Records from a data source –
■ ■ ■

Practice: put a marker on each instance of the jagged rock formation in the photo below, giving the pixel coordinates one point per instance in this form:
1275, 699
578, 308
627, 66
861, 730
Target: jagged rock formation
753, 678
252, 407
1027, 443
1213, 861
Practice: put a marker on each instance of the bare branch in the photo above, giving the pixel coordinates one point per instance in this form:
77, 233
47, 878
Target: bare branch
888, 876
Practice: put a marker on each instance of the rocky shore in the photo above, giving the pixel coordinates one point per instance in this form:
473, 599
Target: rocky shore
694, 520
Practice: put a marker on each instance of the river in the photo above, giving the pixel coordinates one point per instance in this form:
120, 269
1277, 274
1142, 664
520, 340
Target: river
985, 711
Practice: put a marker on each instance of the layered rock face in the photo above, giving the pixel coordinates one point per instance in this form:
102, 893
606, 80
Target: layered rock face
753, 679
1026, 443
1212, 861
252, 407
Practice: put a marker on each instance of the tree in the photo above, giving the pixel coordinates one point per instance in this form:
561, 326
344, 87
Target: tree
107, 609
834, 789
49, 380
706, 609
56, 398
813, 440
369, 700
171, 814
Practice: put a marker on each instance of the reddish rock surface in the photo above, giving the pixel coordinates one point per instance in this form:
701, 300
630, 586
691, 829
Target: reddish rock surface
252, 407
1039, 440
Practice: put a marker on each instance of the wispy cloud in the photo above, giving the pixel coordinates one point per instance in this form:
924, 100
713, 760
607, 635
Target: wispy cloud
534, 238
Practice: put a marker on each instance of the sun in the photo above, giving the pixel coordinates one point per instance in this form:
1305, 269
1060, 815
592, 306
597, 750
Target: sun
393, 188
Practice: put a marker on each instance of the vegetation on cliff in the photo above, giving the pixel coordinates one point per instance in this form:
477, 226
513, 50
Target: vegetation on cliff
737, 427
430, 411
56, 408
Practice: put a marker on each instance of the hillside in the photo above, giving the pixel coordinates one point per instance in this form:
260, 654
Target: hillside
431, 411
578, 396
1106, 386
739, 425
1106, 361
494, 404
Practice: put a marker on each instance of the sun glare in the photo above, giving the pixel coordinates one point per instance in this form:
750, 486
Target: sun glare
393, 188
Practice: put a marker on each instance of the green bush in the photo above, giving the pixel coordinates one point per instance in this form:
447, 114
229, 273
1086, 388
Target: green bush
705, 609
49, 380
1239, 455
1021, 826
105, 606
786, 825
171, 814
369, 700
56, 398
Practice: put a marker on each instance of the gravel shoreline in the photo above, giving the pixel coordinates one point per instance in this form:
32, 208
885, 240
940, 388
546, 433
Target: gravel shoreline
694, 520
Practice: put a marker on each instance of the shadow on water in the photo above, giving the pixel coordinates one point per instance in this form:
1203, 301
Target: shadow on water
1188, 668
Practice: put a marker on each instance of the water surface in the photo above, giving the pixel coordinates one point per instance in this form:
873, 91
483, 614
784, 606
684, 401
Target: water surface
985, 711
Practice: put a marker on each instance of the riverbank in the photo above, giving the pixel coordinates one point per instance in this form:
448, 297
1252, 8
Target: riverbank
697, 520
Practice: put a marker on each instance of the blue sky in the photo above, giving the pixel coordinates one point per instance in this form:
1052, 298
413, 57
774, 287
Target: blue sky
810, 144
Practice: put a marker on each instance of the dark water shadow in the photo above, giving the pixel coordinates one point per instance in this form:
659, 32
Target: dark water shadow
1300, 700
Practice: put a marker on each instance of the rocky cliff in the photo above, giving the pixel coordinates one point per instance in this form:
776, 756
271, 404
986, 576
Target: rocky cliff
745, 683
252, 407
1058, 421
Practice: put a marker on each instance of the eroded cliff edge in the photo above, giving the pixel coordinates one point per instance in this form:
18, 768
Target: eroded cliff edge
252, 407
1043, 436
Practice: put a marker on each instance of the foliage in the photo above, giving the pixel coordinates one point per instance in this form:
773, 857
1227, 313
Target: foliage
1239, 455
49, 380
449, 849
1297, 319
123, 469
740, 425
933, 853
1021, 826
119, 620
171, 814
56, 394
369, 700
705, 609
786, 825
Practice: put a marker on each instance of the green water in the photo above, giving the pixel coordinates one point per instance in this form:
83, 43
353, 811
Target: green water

■ ■ ■

Aim of the task – Transcribe every record above word for word.

Answer box –
Practice: put a marker on each instance of the jagged rock formation in the photo below, giving the pixel coordinates one point per instance in this form:
1275, 699
578, 308
627, 66
861, 730
Target: jagged rock formation
753, 678
252, 407
1027, 443
1213, 861
Practice: put a marker on each instance of the bare branch in the photo above, giving the pixel coordinates one point per instance in this form:
77, 233
47, 878
Target: bare branch
888, 876
Practice: put a marker on each instance of the rocky shore in the photo above, giving the pixel coordinates one point per instance in this form:
473, 599
Target: rocky shore
694, 520
Practice: put a marker on each instance of the river in the photo above, giving the pixel coordinates one point per instance in this form:
120, 269
1277, 274
1142, 664
520, 340
Target: river
985, 711
Practice: put a marker on each instance of the layered rock face in the photo above, giving the pixel coordinates one point per instance in this form:
102, 893
606, 80
Target: layered rock face
753, 679
1026, 443
1212, 861
252, 407
Practice: put a marker on each instance of the tree in the photo above, giving the pixel coordinates one point per instance in this form:
561, 326
344, 87
Target: tree
107, 609
834, 789
49, 380
706, 609
56, 398
813, 440
369, 700
171, 814
Practice: put a marker on each instance of the reddish rock surface in the photo above, giving the pixel coordinates one point per instance in this form:
701, 300
630, 586
691, 829
Target: reddish rock surface
252, 407
1039, 440
Practice: put a marker on each instance of the wispy cloud in the photo above, giving the pixel coordinates one point per instance in this form:
924, 100
713, 760
607, 635
Target: wispy cloud
534, 238
Practice: put a marker on each instance of the sun in the photo above, giving the pixel coordinates one point per instance in this form:
1305, 269
1060, 815
592, 306
597, 750
Target: sun
393, 188
Practice: put a marker on each instance of the vegetation on cliff in the photo above, giving the pixel coordinates one point per instance in this form:
477, 226
513, 50
Target: vegetation on cliff
737, 427
430, 411
56, 408
Practice: put a marker on each instance of the hillside in the photo above, giving the pixel coordinates one point per instance in this form:
260, 654
Target: hillside
431, 411
578, 396
1106, 386
739, 425
1106, 361
494, 404
Practice: put a marker on each instance of the sun glare in the photo above, giving the pixel coordinates one point per instance in this form:
750, 486
Target: sun glare
393, 188
Practice: put a marker on each instance of the green bush in the photo above, giving the pixel coordinates one point per instance in this form:
447, 114
229, 273
1086, 388
Target: green bush
705, 609
49, 380
1239, 455
1021, 826
105, 606
786, 825
171, 814
369, 700
56, 398
Practice: put a marker on each instance of the gravel shoreline in the photo above, giving the pixel coordinates one point per instance in this form:
32, 208
885, 240
940, 388
546, 433
Target: gravel shoreline
694, 520
Practice: put a marker on each instance of the shadow on water in the photo above, giving the pixel coordinates one point per instance in this form:
1203, 301
Target: shadow on water
1188, 668
Practice: put a marker on each instance of the water surface in the photo above, giving the pixel coordinates one point per instance in this form:
873, 91
483, 614
784, 606
684, 401
Target: water surface
985, 711
Practice: put a marker on each instance of the riverbank in the photo above, giving the pixel coordinates one point per instance in this form:
448, 297
1252, 8
Target: riverbank
697, 520
Practice: put a marker on each instance of the blue sky in the photo above, giving the pixel coordinates one point per instance in this form:
1052, 298
413, 57
774, 287
Target: blue sky
810, 144
Practice: put a marker on each instance of the dark water shadow in the photo above, giving the pixel coordinates one point per instance in this form:
659, 32
Target: dark water shadow
1300, 700
Practice: put a marker on each instance of the rocky cliff in the photo above, giving the pixel coordinates one point per instance in this form:
776, 756
271, 404
986, 576
Target: rocky cliff
745, 683
252, 407
1058, 421
Practice: put a marker on each instance of the eroded cliff edge in the photo above, giving the pixel coordinates one point per instance in this form:
18, 768
Target: eroded cliff edge
252, 407
1043, 436
Practice: put a marker on each instance of the foliage in the photo above, giving the pixel coordinates one point per instance in this form:
773, 857
1227, 313
Target: foliage
1239, 455
49, 380
449, 849
1297, 319
123, 469
740, 425
933, 853
1021, 826
119, 620
171, 814
56, 394
369, 700
705, 609
786, 825
Practice: put a marker on each instance of the green water in the photo above, giving the pixel coordinates one point per instance in this form:
83, 43
353, 811
Target: green water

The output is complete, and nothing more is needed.